▶ **Written exercise**
Copy the listing below, swapping each "even-odd rule" for "nonzero winding rule" and keeping everything else the same.

▶ **Given information**
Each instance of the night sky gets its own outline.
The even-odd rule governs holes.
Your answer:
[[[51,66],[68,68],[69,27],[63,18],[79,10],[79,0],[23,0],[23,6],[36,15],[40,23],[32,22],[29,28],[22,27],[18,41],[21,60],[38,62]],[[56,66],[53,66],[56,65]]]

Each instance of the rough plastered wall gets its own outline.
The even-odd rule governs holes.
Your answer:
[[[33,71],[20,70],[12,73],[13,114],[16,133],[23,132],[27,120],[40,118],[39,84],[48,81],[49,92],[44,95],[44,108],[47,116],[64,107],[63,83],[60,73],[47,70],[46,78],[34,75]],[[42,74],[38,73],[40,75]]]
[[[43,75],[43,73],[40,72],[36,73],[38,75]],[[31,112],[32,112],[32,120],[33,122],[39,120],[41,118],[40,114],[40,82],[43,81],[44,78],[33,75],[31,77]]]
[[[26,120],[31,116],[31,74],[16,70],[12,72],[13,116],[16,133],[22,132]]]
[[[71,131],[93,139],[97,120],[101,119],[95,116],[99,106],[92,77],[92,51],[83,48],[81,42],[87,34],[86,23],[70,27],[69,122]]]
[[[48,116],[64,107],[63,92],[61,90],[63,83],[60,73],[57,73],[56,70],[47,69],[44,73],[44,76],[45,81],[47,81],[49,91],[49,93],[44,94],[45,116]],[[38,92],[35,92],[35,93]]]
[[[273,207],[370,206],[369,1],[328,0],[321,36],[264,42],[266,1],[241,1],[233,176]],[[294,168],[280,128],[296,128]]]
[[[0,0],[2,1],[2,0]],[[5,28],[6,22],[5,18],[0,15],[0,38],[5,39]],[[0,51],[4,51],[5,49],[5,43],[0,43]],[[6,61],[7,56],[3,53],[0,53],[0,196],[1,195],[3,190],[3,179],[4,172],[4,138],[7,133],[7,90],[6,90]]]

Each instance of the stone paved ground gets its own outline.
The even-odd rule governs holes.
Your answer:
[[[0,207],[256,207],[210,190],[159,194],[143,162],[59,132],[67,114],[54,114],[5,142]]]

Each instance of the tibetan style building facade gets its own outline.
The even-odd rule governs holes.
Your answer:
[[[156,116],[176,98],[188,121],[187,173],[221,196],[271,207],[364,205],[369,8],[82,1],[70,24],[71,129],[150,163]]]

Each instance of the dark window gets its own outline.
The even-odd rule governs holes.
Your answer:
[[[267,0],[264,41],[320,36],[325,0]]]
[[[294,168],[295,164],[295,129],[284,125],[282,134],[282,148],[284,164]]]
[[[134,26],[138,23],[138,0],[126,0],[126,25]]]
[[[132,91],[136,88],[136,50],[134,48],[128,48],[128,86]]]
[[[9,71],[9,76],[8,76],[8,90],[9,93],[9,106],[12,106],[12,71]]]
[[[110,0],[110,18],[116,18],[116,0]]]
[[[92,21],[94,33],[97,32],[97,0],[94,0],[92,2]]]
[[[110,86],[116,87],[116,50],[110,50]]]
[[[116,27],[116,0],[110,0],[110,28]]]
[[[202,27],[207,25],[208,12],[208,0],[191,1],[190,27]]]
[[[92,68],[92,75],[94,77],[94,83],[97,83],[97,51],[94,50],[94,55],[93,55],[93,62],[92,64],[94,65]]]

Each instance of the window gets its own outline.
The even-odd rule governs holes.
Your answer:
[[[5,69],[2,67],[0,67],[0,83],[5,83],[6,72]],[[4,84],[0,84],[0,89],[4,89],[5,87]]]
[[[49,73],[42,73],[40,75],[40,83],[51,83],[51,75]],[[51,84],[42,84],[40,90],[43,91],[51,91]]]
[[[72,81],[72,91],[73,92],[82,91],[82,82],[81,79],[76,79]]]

▶ **Written solution**
Each instance of the night sky gets its own outline.
The nonzero winding rule governs holes.
Your answer:
[[[51,66],[68,68],[69,27],[63,18],[79,10],[79,0],[23,0],[23,6],[36,15],[40,23],[32,22],[29,28],[22,27],[18,41],[21,60],[38,62]],[[56,66],[53,66],[56,65]]]

Each instance of the rough plastered wall gets its own outline.
The nonzero winding rule governs holes.
Your answer:
[[[33,71],[20,70],[12,73],[13,114],[16,133],[23,132],[27,120],[40,118],[39,84],[48,81],[49,92],[44,95],[44,108],[47,116],[64,107],[63,83],[60,73],[47,70],[46,78],[34,75]],[[42,74],[38,73],[40,75]]]
[[[43,75],[43,73],[40,72],[36,73],[38,75]],[[31,112],[32,112],[32,120],[33,122],[39,120],[41,118],[40,114],[40,82],[43,81],[44,78],[33,75],[31,77]]]
[[[26,120],[31,116],[31,74],[16,70],[12,72],[13,116],[16,133],[22,132]]]
[[[71,131],[93,139],[97,120],[101,119],[95,116],[99,106],[92,77],[92,51],[83,48],[81,42],[87,34],[86,23],[70,27],[69,122]]]
[[[48,116],[64,107],[63,92],[61,90],[63,83],[60,73],[57,73],[56,70],[47,69],[44,73],[44,76],[45,81],[47,81],[49,91],[49,93],[44,94],[45,116]],[[38,92],[35,92],[35,93]]]
[[[273,207],[370,206],[369,1],[328,0],[321,36],[264,42],[266,1],[241,1],[233,176]],[[294,168],[280,128],[296,128]]]
[[[0,0],[2,1],[2,0]],[[5,28],[6,22],[5,18],[0,15],[0,38],[5,39]],[[0,51],[4,51],[5,49],[5,43],[0,43]],[[6,61],[7,56],[3,53],[0,53],[0,196],[1,195],[3,190],[3,179],[4,172],[4,138],[7,133],[7,90],[6,90]]]

Each instance of the stone paved ground gets its own outline.
The nonzero winding rule governs holes.
Your answer:
[[[0,207],[256,207],[210,190],[159,194],[143,162],[59,132],[67,114],[54,114],[5,142]]]

Each instance of the tibetan style building facade gets its own outline.
The nonzero winding rule governs holes.
Your answer:
[[[156,116],[176,98],[188,121],[187,173],[221,196],[271,207],[364,205],[369,8],[82,1],[70,24],[71,129],[150,163]]]

Each instance of the dark window gets its own outline.
The nonzero winding rule governs holes.
Your answer:
[[[267,0],[264,41],[320,36],[325,0]]]
[[[294,168],[295,164],[295,129],[284,125],[282,134],[282,148],[284,164]]]
[[[134,26],[138,23],[138,0],[126,0],[126,25]]]
[[[132,91],[136,88],[136,50],[134,48],[128,48],[128,86]]]
[[[9,71],[9,76],[8,76],[8,90],[9,93],[9,106],[12,106],[12,71]]]
[[[110,0],[110,18],[116,18],[116,0]]]
[[[92,21],[94,33],[97,32],[97,0],[94,0],[92,2]]]
[[[110,86],[116,87],[116,50],[110,50]]]
[[[116,27],[116,0],[110,0],[110,28]]]
[[[202,27],[207,25],[208,12],[208,0],[191,1],[190,27]]]
[[[92,68],[92,75],[94,77],[94,83],[97,83],[97,51],[94,50],[94,55],[93,55],[93,62],[92,64],[94,65]]]

Each instance of the window gets its own outline.
The nonzero winding rule governs holes.
Your answer:
[[[5,69],[2,67],[0,67],[0,83],[5,83],[6,72]],[[4,84],[0,84],[0,89],[4,89],[5,87]]]
[[[49,73],[42,73],[40,75],[40,83],[51,83],[51,75]],[[51,84],[42,84],[40,90],[43,91],[51,91]]]
[[[72,81],[72,91],[73,92],[82,91],[82,82],[81,79],[76,79]]]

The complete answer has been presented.